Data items

= = = =

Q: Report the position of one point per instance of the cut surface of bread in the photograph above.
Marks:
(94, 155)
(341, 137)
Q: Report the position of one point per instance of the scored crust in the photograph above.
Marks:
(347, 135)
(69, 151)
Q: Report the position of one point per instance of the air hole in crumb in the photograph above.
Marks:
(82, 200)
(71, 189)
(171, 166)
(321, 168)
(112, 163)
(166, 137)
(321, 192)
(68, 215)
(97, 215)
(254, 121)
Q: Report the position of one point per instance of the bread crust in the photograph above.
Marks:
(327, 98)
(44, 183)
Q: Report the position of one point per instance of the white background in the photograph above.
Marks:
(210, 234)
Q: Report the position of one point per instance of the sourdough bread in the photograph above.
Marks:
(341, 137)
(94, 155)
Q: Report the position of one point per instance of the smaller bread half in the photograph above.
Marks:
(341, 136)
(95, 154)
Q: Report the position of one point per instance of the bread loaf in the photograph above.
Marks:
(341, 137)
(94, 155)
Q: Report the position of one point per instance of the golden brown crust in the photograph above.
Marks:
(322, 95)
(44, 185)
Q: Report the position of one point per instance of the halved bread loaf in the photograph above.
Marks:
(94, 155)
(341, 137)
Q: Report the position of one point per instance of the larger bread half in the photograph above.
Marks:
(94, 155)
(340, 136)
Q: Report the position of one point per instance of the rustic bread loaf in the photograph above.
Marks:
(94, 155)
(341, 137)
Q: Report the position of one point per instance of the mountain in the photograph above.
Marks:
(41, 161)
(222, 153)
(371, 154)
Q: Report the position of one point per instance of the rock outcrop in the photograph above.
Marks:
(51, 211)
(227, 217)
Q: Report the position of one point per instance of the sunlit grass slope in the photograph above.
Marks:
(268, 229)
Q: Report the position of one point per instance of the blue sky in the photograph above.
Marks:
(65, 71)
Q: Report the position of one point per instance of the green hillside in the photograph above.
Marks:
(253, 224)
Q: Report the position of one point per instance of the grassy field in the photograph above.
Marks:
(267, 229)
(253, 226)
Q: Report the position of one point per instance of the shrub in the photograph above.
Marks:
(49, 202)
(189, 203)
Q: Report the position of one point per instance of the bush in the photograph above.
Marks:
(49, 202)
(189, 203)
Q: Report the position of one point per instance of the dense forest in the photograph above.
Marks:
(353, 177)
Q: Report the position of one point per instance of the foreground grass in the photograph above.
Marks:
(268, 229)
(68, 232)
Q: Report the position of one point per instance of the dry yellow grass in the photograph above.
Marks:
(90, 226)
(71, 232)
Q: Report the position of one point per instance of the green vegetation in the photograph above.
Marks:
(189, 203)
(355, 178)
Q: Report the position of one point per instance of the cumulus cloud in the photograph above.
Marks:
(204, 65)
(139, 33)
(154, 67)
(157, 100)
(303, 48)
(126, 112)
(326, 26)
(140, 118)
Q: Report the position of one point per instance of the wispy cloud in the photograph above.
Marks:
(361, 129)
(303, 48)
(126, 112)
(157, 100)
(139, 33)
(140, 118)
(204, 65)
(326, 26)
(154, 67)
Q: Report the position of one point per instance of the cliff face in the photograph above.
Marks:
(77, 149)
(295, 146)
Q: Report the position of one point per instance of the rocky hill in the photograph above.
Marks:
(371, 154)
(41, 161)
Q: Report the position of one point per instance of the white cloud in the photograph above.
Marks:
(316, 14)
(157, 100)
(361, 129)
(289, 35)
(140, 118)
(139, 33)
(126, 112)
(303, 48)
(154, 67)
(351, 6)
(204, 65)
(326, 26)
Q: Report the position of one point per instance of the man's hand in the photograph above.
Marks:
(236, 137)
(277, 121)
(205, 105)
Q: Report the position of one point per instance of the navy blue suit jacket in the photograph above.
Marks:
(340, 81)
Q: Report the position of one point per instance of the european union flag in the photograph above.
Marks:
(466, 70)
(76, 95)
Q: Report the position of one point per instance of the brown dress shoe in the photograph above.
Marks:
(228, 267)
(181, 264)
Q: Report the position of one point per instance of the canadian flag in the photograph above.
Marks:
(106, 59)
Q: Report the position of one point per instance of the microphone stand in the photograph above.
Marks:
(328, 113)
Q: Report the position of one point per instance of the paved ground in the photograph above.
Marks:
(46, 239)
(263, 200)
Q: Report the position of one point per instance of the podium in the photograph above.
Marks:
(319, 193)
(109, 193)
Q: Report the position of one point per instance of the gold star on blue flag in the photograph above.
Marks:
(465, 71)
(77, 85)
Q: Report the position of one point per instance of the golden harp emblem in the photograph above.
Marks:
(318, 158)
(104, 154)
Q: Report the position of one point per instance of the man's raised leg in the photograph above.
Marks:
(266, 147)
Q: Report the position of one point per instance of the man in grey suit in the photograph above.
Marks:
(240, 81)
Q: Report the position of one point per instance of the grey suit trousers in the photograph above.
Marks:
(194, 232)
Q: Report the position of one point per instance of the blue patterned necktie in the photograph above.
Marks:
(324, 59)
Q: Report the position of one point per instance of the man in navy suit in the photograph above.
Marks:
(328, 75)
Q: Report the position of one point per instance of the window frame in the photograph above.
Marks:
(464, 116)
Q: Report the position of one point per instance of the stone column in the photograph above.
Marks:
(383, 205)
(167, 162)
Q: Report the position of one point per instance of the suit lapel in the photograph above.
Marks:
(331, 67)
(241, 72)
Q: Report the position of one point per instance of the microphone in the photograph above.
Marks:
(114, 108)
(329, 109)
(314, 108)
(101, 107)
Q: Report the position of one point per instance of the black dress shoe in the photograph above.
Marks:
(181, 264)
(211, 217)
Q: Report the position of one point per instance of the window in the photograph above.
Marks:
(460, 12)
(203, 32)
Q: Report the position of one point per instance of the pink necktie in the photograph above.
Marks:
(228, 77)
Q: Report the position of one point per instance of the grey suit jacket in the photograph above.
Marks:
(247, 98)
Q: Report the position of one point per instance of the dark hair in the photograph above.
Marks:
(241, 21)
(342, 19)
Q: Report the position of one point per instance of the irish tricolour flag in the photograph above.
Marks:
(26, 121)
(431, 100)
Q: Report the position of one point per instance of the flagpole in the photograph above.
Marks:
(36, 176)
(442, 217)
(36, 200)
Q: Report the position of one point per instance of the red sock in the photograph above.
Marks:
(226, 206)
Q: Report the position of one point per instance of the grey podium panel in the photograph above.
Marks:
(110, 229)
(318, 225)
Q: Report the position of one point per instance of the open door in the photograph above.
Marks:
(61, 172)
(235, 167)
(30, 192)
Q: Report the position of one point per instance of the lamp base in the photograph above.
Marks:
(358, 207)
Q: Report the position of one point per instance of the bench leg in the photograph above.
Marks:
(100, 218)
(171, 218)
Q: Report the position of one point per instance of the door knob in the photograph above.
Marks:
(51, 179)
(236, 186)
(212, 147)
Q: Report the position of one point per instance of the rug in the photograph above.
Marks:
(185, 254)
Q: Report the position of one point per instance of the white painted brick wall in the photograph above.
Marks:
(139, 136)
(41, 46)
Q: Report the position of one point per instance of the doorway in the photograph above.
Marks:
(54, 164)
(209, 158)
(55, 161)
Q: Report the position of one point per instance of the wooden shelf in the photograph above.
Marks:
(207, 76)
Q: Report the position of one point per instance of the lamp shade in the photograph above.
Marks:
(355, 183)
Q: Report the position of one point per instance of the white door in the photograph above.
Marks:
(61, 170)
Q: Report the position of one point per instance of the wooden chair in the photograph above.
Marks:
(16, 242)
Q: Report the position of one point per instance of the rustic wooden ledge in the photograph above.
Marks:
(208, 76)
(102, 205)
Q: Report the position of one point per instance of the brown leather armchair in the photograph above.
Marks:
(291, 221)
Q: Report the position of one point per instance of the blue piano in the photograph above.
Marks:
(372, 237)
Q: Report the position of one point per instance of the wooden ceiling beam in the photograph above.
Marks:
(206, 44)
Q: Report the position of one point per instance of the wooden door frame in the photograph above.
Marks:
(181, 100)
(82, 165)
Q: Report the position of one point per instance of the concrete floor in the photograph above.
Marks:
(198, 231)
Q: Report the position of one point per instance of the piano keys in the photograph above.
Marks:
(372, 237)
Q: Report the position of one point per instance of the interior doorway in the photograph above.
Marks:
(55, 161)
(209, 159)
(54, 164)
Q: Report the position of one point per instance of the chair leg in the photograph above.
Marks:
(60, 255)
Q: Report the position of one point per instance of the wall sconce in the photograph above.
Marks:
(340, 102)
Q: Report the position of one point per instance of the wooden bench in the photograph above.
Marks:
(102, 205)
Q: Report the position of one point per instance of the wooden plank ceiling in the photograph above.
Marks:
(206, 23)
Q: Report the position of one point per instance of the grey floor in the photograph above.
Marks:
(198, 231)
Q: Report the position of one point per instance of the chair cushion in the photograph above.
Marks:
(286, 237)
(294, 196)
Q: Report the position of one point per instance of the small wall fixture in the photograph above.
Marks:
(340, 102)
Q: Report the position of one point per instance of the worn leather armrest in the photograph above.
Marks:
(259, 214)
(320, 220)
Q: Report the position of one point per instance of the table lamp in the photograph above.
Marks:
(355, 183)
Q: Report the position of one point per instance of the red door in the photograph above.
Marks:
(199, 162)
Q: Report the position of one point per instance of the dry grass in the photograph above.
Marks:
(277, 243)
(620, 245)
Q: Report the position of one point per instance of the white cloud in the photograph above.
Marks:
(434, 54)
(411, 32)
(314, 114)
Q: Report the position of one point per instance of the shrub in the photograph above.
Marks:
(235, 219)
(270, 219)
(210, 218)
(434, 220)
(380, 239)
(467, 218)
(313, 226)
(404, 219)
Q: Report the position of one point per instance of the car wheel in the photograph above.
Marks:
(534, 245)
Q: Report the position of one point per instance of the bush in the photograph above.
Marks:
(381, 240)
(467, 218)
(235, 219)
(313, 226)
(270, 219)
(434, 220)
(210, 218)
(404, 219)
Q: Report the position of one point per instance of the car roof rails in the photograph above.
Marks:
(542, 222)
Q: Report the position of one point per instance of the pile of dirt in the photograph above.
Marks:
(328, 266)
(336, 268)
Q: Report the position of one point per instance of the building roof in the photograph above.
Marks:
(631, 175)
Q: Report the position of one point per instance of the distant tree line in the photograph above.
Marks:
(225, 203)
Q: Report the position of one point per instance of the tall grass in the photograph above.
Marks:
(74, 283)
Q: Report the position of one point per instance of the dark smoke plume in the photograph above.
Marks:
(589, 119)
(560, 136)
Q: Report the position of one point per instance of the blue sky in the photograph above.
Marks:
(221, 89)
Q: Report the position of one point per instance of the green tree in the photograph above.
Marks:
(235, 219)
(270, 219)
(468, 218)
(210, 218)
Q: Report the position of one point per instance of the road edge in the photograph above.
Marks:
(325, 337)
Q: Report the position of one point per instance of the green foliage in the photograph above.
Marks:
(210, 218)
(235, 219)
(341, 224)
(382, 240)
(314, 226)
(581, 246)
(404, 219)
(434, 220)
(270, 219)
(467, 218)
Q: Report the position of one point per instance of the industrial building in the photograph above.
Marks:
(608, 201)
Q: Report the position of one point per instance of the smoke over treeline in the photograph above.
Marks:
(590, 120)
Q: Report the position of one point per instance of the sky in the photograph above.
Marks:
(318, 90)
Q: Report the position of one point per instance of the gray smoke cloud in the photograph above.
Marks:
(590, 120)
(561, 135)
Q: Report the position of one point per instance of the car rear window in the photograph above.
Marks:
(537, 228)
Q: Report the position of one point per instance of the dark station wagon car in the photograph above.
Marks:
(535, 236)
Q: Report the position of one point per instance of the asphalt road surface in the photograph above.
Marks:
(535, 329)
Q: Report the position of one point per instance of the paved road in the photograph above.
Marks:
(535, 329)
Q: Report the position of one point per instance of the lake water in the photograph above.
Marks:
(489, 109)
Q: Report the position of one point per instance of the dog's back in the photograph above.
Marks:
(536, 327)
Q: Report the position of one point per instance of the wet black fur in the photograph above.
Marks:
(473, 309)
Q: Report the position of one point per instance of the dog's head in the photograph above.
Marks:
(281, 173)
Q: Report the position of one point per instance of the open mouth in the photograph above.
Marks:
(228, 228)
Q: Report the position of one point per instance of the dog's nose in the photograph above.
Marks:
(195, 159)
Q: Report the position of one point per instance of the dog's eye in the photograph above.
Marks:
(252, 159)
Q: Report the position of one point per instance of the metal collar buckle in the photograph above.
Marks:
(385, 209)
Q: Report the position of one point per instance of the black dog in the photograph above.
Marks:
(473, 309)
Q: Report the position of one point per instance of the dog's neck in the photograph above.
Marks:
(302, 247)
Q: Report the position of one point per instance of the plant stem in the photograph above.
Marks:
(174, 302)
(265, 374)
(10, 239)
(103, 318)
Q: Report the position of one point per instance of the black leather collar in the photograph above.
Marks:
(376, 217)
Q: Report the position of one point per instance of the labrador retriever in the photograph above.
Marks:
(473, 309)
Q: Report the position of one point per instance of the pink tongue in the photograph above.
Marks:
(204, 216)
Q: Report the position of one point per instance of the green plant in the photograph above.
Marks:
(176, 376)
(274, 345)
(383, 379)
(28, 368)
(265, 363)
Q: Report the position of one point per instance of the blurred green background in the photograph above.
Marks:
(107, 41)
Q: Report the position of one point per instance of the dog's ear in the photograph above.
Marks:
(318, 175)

= = = =

SHORT PROBLEM
Rewrite the stretch from the line containing "plant in the photograph above." through the end of the items, replacing "blurred" with "out-of-focus" and leaving everything else unchanged.

ANSWER BELOW
Q: Report the position of one point per instance of the green plant in the photograph above.
Marks:
(176, 376)
(274, 345)
(383, 379)
(28, 368)
(265, 363)
Q: Report the position of one point per instance of the out-of-focus green background in the photograph above.
Marks:
(107, 41)
Q: Report the position of one point per instance of the dog's ear in the photograph above.
Marks:
(318, 175)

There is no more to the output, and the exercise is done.